__Task to carry out__.
Wherever "wrought" shows up in the records below, copy the whole line.

__Stored data entries__.

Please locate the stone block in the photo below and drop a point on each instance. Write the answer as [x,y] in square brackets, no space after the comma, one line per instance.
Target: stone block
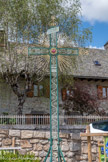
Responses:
[44,142]
[4,132]
[38,134]
[36,153]
[47,135]
[6,142]
[94,149]
[64,135]
[84,150]
[38,147]
[75,136]
[25,134]
[65,147]
[42,153]
[70,154]
[46,147]
[3,135]
[34,141]
[25,144]
[17,142]
[75,146]
[22,151]
[14,133]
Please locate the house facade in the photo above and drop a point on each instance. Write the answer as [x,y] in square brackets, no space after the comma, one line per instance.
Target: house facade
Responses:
[91,69]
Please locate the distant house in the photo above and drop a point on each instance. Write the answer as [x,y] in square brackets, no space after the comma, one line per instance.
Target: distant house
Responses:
[92,69]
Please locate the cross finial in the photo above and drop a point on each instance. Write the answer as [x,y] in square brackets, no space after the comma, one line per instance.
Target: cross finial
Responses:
[53,21]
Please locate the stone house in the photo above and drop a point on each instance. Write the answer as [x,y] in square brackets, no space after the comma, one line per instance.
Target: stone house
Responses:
[92,69]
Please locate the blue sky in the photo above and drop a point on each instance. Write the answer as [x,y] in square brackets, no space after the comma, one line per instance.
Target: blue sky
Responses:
[95,14]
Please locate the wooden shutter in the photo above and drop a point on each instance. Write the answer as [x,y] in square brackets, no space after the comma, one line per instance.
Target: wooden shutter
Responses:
[100,92]
[64,94]
[31,92]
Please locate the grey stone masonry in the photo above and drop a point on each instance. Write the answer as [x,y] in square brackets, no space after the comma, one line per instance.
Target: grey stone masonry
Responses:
[73,146]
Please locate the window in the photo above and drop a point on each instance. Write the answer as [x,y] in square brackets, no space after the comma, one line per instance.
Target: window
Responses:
[36,91]
[97,63]
[67,92]
[102,92]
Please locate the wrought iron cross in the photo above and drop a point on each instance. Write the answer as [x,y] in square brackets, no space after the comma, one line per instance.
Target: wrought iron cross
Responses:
[53,51]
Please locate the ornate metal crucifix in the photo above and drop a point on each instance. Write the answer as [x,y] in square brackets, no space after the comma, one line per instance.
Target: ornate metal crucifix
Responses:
[53,51]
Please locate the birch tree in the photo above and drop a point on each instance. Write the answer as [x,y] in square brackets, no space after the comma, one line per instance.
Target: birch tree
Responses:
[24,22]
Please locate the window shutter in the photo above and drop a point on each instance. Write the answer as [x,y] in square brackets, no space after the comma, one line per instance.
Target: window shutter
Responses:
[30,93]
[100,93]
[64,95]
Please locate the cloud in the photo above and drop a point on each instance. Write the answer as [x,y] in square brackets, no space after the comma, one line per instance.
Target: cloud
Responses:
[95,10]
[96,47]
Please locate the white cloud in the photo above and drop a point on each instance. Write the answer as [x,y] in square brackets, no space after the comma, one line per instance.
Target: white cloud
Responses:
[95,10]
[96,47]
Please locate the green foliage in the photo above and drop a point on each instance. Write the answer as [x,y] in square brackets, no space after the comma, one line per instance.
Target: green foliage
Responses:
[11,157]
[30,18]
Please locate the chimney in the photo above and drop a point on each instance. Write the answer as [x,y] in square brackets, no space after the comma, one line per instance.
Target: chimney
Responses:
[106,46]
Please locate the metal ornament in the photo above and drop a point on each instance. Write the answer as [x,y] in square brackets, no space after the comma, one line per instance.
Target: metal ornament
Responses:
[55,151]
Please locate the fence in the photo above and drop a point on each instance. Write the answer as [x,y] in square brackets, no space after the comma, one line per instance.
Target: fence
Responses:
[44,120]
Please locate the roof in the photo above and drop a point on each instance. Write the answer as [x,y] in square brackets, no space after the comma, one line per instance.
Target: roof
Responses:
[85,66]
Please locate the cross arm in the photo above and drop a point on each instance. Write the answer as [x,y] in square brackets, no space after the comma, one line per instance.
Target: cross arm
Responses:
[38,51]
[68,51]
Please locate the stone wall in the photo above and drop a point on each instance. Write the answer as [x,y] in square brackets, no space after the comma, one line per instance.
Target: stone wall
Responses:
[94,149]
[37,142]
[73,146]
[8,100]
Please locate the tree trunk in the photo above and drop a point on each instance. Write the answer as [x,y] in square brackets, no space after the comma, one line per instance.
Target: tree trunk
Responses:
[21,97]
[21,100]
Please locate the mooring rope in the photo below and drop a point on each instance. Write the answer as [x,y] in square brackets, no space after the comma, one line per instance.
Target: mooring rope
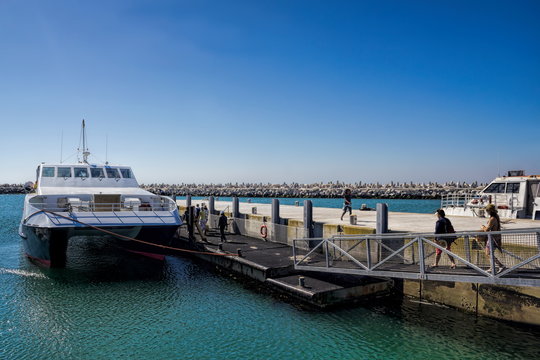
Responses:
[128,237]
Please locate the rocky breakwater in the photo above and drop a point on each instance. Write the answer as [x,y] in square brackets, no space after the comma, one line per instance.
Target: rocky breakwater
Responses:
[317,190]
[12,189]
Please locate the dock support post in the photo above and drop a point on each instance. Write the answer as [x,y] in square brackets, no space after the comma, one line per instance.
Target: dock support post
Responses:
[308,219]
[236,214]
[276,234]
[382,225]
[382,218]
[211,205]
[275,211]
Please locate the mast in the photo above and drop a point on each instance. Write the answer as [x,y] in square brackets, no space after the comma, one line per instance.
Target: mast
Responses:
[85,151]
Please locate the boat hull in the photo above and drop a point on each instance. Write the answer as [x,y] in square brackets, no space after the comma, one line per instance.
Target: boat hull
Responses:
[48,246]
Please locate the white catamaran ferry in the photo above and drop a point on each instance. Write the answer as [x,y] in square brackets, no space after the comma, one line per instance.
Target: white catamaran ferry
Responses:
[516,196]
[83,199]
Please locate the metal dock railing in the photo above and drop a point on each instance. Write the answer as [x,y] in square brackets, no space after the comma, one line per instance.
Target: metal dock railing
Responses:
[410,256]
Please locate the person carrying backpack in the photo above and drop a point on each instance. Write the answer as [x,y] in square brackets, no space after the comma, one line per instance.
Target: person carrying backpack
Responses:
[444,226]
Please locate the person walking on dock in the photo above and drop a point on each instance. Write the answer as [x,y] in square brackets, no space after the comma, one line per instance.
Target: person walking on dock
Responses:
[347,202]
[443,226]
[203,218]
[222,224]
[494,224]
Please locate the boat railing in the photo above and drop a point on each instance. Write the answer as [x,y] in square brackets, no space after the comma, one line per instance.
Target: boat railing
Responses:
[475,200]
[461,200]
[164,204]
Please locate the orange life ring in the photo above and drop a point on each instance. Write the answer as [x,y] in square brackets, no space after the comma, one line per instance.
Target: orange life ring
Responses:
[264,231]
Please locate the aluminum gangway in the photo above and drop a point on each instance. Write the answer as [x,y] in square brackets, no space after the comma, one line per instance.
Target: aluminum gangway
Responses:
[412,256]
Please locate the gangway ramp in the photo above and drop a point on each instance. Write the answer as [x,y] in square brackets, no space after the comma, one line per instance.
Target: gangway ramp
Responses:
[411,256]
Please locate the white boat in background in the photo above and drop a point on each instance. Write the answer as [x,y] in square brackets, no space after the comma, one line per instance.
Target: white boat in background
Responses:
[516,196]
[82,198]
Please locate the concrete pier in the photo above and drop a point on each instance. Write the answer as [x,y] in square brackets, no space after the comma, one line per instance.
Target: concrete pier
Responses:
[270,264]
[400,222]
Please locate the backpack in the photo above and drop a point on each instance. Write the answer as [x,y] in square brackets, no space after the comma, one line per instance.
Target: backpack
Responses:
[450,230]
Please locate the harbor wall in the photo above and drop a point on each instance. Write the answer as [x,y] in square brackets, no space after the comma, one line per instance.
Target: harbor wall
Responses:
[511,303]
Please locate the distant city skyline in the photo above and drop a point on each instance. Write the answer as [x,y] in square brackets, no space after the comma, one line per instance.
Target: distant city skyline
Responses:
[282,91]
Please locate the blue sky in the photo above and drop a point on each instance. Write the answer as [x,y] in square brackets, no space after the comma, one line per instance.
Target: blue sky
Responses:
[273,91]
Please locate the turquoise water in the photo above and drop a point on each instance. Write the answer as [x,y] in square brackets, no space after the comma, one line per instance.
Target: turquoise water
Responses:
[108,305]
[397,205]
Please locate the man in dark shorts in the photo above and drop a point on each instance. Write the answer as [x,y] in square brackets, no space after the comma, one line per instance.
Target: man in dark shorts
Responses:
[347,202]
[441,227]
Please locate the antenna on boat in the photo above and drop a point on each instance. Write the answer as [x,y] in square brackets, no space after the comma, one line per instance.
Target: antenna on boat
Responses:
[84,148]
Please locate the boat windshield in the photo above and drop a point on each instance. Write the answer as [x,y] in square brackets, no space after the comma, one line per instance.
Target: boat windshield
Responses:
[126,173]
[512,188]
[47,172]
[97,172]
[112,173]
[81,172]
[501,188]
[64,172]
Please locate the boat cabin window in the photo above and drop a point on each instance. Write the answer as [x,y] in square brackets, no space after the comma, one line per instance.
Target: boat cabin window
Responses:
[81,172]
[495,188]
[64,172]
[47,171]
[512,188]
[112,173]
[126,173]
[97,172]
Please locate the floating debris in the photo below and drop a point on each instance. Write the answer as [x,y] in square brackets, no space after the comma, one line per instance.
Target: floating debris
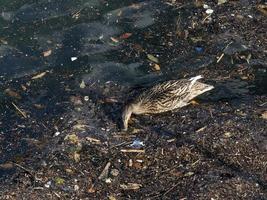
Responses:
[137,143]
[39,75]
[130,186]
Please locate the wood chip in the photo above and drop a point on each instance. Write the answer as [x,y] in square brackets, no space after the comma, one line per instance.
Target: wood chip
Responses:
[39,75]
[19,110]
[130,186]
[12,93]
[152,58]
[47,53]
[93,140]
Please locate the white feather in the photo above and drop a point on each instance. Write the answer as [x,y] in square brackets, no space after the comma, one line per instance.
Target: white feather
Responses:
[194,79]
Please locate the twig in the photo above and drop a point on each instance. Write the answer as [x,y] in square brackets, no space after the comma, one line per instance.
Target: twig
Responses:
[25,169]
[133,150]
[219,59]
[19,110]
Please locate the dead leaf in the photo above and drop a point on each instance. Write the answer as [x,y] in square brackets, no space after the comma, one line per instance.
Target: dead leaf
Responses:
[47,53]
[152,58]
[72,138]
[38,106]
[39,75]
[262,8]
[91,189]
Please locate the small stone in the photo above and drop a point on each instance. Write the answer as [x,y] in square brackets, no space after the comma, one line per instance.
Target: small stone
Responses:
[56,134]
[114,172]
[82,84]
[108,180]
[209,11]
[76,187]
[48,184]
[86,98]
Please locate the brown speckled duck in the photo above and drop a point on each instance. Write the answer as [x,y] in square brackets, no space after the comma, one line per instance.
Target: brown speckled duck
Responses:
[164,97]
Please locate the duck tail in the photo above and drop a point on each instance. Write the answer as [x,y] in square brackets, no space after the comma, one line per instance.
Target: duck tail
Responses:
[194,79]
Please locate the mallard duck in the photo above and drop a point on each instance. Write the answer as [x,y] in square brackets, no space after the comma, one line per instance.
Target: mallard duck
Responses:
[165,97]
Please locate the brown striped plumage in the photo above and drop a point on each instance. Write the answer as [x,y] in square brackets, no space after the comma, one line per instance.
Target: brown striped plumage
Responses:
[164,97]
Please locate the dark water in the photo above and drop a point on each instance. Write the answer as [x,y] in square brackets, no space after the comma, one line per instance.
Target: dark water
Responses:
[72,30]
[92,38]
[102,41]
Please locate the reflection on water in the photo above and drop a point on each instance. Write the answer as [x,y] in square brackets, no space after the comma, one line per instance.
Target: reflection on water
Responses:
[34,28]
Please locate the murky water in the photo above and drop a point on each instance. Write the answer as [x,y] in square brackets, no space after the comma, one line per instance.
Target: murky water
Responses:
[70,30]
[102,42]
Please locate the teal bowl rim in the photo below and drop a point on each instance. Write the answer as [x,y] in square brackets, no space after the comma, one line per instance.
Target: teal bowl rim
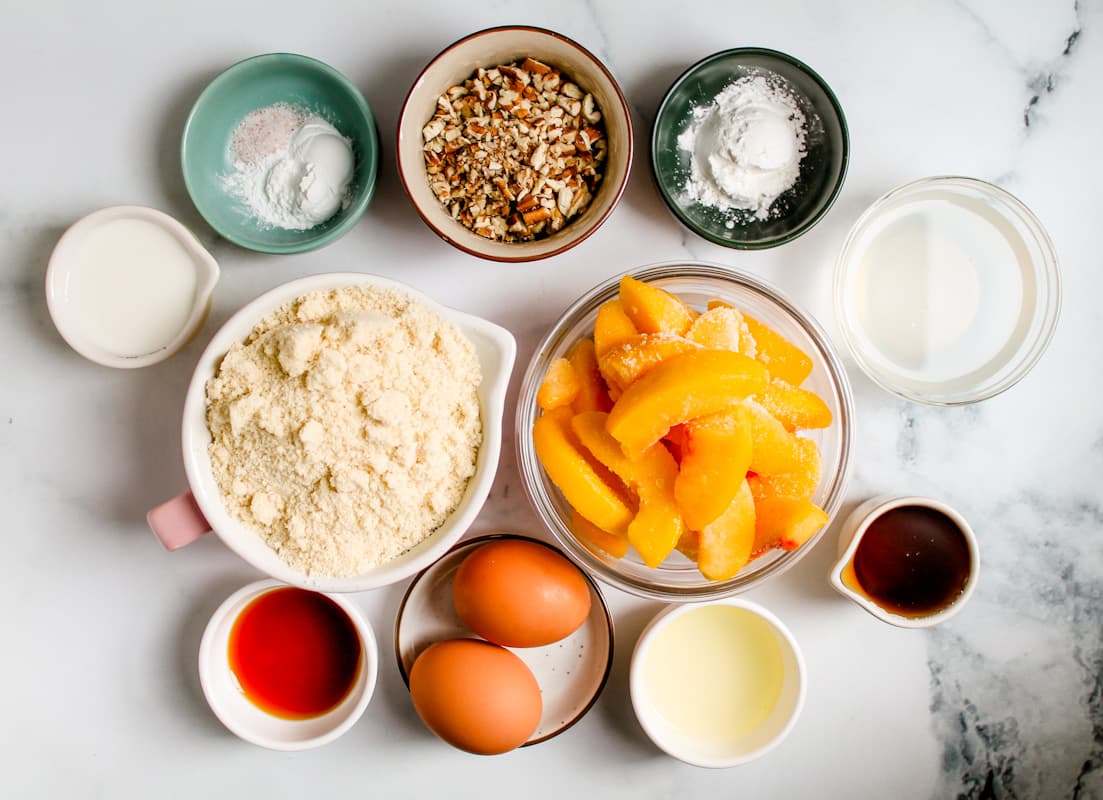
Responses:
[370,160]
[807,224]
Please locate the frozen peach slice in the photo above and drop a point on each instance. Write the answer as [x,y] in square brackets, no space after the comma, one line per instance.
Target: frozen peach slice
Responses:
[801,482]
[774,449]
[654,310]
[689,385]
[590,534]
[727,542]
[689,545]
[781,356]
[656,528]
[675,440]
[595,496]
[559,387]
[716,452]
[625,363]
[591,390]
[723,328]
[796,408]
[785,522]
[657,525]
[611,328]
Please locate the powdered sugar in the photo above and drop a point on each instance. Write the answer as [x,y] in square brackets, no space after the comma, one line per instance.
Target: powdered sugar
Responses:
[745,147]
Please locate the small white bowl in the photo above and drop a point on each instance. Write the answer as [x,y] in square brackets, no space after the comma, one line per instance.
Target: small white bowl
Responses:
[492,48]
[250,723]
[850,535]
[192,513]
[66,257]
[710,753]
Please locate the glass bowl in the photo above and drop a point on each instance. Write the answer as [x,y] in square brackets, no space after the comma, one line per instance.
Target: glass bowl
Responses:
[948,290]
[677,578]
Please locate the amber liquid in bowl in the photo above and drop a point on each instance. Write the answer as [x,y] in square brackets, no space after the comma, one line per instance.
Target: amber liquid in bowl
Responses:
[912,561]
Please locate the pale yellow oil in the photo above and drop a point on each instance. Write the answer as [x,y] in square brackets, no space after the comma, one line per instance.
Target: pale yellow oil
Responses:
[715,672]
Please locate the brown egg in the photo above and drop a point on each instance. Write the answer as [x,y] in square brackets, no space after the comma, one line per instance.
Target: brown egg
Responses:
[521,594]
[475,695]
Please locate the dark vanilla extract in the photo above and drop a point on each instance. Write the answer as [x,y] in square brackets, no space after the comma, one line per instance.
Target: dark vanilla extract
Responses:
[912,561]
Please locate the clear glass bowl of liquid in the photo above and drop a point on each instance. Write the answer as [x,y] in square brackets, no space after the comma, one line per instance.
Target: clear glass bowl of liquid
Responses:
[948,290]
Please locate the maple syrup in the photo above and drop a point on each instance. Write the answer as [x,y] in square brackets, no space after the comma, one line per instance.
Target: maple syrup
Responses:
[912,561]
[295,653]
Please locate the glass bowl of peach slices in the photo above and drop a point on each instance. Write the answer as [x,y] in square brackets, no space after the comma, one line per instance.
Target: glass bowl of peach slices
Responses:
[684,432]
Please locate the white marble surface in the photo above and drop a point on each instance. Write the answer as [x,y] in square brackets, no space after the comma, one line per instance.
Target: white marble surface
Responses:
[100,627]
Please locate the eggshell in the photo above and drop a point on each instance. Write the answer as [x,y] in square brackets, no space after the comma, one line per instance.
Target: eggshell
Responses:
[520,594]
[475,695]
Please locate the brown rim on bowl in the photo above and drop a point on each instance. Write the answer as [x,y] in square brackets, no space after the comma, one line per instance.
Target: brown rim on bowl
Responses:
[630,147]
[835,470]
[483,539]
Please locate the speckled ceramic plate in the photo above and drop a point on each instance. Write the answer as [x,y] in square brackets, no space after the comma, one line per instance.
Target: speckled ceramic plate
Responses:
[823,168]
[570,672]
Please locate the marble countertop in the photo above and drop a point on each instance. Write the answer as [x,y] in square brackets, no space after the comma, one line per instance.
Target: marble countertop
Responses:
[102,627]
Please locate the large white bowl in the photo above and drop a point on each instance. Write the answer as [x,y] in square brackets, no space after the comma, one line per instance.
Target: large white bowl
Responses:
[495,350]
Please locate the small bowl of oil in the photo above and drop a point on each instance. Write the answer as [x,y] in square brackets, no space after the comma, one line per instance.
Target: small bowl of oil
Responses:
[717,684]
[910,562]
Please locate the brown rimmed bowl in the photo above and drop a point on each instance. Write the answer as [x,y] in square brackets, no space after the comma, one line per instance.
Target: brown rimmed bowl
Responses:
[488,49]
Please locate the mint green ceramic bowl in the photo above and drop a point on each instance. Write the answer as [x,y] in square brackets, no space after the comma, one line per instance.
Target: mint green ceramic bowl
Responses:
[256,83]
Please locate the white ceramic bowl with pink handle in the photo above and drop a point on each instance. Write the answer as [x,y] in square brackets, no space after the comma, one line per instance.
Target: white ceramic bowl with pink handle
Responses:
[191,514]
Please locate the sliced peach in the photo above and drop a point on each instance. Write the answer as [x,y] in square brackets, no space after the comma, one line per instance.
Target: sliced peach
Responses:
[727,542]
[800,483]
[630,361]
[774,449]
[715,456]
[590,534]
[653,310]
[599,498]
[723,328]
[681,388]
[656,528]
[675,440]
[689,545]
[559,387]
[796,408]
[785,522]
[611,328]
[781,356]
[591,390]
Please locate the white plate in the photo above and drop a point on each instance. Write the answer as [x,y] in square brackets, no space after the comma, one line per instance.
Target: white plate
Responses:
[570,672]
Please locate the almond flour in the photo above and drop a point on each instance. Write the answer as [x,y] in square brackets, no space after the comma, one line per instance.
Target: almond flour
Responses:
[345,428]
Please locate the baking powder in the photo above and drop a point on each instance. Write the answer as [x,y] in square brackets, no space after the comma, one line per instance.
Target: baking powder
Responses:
[291,169]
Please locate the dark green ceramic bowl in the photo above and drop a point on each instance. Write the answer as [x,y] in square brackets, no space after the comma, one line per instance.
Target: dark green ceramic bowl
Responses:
[254,84]
[822,169]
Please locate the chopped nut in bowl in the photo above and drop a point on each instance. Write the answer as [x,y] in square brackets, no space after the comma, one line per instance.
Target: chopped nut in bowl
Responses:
[522,156]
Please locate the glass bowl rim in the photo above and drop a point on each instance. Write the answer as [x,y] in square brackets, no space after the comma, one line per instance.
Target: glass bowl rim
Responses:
[529,468]
[1046,272]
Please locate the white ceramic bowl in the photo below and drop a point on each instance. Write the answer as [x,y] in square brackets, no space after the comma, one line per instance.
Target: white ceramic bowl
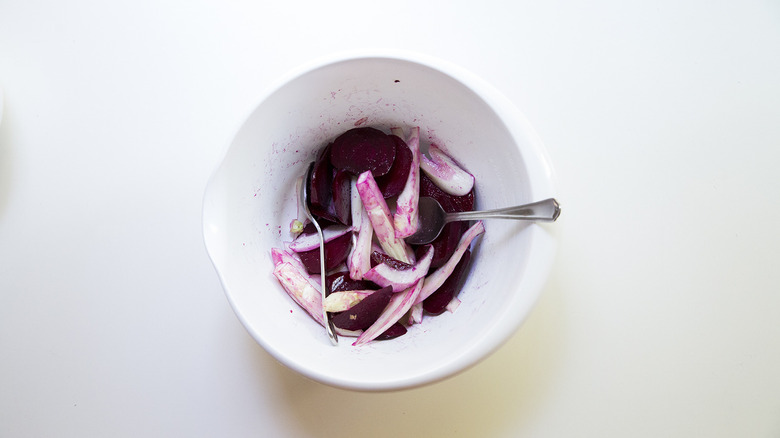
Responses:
[250,201]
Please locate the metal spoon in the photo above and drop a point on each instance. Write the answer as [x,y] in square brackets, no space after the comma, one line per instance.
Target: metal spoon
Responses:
[304,201]
[432,216]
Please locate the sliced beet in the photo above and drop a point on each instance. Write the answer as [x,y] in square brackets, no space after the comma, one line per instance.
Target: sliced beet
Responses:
[447,243]
[362,149]
[378,257]
[364,313]
[321,187]
[342,197]
[392,332]
[393,183]
[336,252]
[437,302]
[341,281]
[448,202]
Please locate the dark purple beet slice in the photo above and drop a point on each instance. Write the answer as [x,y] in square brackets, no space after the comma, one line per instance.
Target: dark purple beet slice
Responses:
[392,332]
[362,149]
[364,313]
[336,252]
[321,187]
[393,183]
[437,302]
[448,202]
[342,197]
[377,258]
[446,243]
[341,281]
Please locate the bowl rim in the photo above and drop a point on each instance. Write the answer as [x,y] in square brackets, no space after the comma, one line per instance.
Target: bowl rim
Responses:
[543,181]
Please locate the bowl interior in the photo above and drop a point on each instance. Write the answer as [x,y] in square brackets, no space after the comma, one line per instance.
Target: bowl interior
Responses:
[250,202]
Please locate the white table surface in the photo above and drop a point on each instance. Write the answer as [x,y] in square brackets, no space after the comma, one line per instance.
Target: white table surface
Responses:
[662,314]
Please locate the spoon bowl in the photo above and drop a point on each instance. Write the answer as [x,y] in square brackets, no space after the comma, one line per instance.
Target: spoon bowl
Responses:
[433,218]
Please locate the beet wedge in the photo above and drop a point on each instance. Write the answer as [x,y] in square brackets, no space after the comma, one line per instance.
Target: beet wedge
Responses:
[434,280]
[400,303]
[363,149]
[440,299]
[394,182]
[400,279]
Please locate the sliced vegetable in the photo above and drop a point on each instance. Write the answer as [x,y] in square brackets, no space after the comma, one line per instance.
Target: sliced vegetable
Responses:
[394,182]
[342,202]
[336,252]
[439,276]
[363,149]
[359,259]
[305,291]
[400,279]
[321,187]
[341,281]
[378,257]
[301,289]
[379,215]
[309,240]
[447,242]
[445,172]
[400,303]
[393,332]
[364,313]
[438,301]
[405,219]
[415,314]
[344,300]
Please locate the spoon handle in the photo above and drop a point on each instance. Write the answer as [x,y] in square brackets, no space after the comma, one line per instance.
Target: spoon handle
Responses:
[547,210]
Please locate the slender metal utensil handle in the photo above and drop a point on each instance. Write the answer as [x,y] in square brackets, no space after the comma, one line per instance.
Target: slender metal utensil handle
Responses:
[304,201]
[547,210]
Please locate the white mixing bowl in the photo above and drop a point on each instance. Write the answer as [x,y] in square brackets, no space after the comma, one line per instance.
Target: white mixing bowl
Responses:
[250,201]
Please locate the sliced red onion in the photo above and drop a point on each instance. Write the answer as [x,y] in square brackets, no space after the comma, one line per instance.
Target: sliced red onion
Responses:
[415,314]
[379,215]
[359,259]
[439,276]
[400,279]
[344,300]
[454,304]
[308,242]
[300,289]
[405,219]
[303,289]
[445,172]
[400,303]
[279,256]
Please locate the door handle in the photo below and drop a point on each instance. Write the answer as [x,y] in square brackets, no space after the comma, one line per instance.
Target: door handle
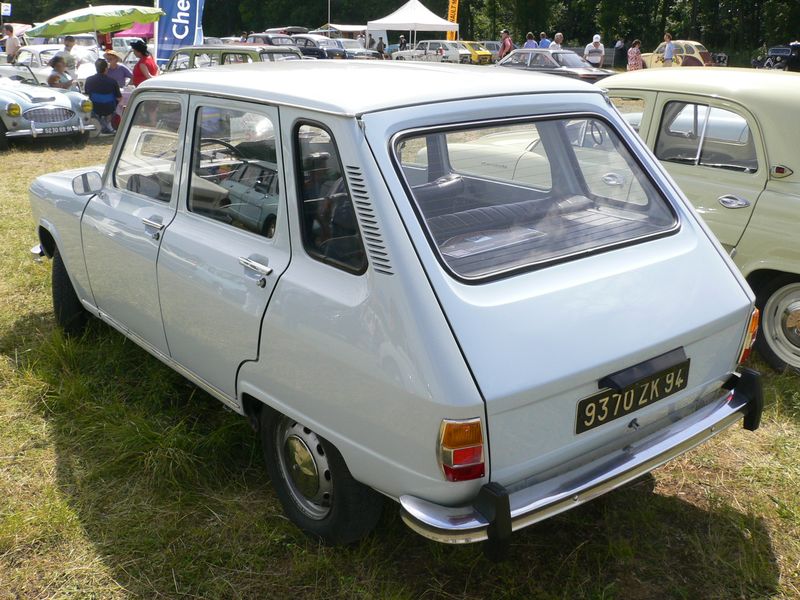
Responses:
[731,201]
[263,270]
[153,225]
[613,179]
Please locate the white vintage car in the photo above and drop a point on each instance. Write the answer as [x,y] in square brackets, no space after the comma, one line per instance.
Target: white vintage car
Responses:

__Written response__.
Please locate the wrought iron cross in the photo above and drop a point on each instance. Write the answer as [x,y] in square brackets, no space after the comma, one line per instance.
Target: wrought iron cross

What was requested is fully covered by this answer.